■ **WHAT YOU NEED TO DO**
In the records below, one line contains "Target: man in salmon polo shirt". Print that line and every line after it exactly, down to the final one.

■ **AVAILABLE DATA**
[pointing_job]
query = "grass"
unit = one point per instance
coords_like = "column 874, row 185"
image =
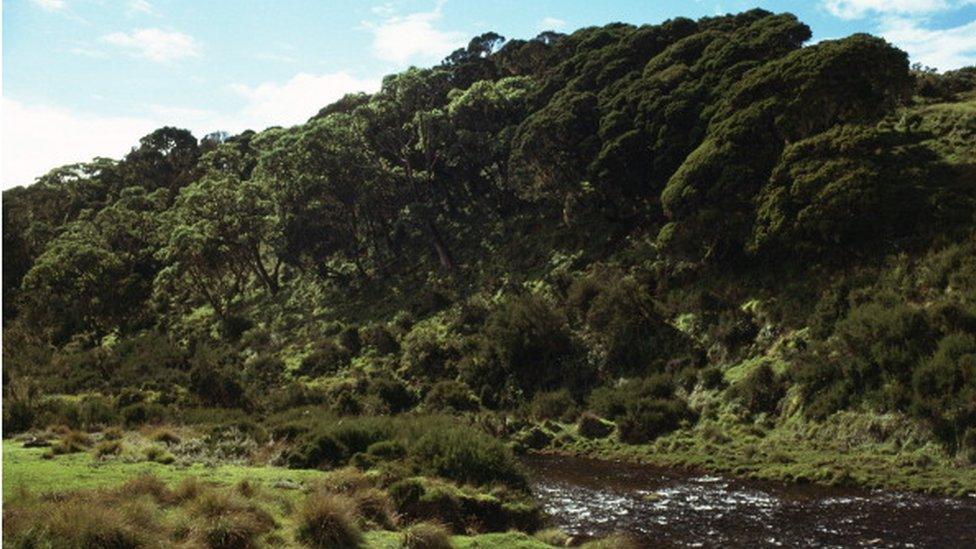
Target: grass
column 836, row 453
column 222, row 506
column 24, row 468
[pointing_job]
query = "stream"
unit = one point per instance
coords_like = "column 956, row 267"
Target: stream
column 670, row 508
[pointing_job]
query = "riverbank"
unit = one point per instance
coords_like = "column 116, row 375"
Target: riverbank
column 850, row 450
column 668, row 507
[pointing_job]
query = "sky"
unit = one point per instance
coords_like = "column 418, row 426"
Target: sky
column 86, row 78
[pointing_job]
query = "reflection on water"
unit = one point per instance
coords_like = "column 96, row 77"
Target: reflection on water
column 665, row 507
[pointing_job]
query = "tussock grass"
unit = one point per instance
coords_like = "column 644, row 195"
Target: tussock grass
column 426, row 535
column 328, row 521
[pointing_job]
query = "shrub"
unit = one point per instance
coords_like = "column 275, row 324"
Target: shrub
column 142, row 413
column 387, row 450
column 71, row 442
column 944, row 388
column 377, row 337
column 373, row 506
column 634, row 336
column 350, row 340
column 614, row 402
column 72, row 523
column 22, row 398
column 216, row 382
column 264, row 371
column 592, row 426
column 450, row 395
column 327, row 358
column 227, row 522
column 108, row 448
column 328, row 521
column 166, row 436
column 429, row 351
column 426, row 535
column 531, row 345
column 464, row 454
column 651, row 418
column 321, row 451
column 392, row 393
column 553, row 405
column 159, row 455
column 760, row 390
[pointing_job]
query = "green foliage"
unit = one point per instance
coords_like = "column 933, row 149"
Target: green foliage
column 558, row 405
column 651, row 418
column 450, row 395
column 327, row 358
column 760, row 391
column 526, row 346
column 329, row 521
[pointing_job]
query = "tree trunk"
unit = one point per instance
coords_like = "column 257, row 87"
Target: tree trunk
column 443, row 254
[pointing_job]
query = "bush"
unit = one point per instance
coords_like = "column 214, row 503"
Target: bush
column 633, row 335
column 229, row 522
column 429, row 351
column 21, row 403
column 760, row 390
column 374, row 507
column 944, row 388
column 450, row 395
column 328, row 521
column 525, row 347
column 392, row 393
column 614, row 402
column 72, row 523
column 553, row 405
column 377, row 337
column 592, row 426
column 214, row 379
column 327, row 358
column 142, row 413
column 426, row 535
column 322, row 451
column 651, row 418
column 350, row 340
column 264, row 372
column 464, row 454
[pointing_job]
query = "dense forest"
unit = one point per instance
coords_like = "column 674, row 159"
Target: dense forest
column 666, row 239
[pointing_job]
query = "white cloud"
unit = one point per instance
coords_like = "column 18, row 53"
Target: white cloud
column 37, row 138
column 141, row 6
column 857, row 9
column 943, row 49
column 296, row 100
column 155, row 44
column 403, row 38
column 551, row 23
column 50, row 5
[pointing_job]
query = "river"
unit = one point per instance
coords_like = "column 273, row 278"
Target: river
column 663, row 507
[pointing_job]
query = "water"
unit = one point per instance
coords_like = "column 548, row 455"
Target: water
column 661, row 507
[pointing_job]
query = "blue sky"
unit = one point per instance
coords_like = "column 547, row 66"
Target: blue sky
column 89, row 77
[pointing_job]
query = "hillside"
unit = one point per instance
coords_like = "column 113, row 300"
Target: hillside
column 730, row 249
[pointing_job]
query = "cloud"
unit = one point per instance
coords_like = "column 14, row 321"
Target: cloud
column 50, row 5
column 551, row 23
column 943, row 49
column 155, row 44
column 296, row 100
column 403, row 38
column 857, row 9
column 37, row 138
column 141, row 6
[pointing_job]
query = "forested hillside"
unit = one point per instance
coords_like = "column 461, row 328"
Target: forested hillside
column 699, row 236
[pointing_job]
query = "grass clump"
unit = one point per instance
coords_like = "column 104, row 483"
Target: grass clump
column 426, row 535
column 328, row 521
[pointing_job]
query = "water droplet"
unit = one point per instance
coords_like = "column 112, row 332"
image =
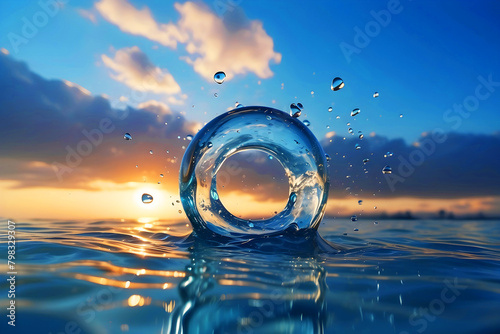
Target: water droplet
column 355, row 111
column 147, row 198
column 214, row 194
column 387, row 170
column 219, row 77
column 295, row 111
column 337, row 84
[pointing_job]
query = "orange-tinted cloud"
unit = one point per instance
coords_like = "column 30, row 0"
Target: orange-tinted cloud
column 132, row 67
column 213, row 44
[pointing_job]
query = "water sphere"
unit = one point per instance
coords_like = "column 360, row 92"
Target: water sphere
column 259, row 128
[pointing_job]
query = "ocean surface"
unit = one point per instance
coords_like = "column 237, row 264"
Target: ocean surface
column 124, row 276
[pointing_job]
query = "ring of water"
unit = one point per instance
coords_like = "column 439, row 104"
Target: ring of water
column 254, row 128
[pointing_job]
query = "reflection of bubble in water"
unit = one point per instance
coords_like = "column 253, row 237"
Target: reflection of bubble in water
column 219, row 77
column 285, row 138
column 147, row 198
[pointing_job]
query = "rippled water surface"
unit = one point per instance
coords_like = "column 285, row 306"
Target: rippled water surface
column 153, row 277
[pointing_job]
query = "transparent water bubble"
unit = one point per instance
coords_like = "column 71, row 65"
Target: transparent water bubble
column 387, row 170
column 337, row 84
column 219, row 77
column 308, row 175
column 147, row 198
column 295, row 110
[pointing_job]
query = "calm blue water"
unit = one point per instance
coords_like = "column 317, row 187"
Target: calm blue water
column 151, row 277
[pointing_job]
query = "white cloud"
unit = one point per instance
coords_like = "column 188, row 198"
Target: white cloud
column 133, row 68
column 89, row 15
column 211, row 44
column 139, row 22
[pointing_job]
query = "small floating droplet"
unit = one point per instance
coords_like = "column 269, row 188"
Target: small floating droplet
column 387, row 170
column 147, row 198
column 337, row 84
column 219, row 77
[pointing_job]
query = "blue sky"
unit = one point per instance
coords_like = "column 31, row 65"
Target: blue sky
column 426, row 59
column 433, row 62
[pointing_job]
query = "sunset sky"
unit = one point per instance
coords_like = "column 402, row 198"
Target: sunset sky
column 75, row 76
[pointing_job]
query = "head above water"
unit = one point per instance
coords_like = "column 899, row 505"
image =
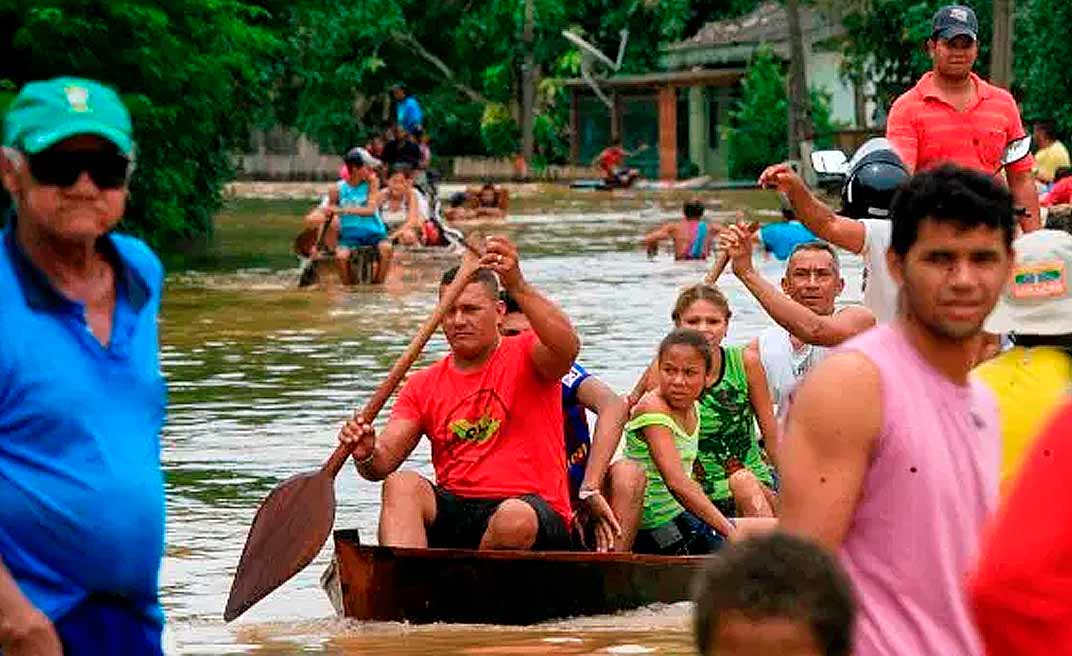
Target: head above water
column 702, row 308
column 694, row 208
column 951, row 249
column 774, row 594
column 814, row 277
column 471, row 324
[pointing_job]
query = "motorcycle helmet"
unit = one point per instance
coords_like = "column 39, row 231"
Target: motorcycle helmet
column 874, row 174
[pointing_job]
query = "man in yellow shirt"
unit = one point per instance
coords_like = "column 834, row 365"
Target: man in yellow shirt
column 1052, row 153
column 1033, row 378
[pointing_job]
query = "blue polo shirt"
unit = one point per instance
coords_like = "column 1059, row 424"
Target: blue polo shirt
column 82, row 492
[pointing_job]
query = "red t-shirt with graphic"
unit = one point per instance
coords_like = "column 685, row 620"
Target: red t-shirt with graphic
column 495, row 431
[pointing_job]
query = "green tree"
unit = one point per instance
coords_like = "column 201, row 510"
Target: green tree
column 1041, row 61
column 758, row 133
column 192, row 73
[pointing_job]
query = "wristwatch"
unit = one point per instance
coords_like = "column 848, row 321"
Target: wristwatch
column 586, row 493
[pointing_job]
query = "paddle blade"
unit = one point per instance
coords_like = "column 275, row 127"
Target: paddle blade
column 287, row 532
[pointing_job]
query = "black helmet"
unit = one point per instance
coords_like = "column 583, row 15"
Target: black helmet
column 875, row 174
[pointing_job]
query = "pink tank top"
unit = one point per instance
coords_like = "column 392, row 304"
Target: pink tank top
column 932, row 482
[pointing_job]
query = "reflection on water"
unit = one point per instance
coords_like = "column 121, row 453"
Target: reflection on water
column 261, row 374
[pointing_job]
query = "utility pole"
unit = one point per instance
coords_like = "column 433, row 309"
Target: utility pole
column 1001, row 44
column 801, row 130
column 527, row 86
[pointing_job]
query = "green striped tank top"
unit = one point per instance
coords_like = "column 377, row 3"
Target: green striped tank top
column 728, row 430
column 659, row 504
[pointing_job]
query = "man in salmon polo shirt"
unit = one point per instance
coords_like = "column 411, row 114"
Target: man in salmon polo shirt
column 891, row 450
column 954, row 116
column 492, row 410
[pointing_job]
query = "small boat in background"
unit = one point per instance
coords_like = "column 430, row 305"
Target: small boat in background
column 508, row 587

■ **THE ANSWER**
Target: man in salmon polo shirt
column 891, row 450
column 954, row 116
column 492, row 410
[pointing_job]
query = "small boat in background"
unit = one point per instance
coords_like = "column 430, row 305"
Target: small boat in background
column 508, row 587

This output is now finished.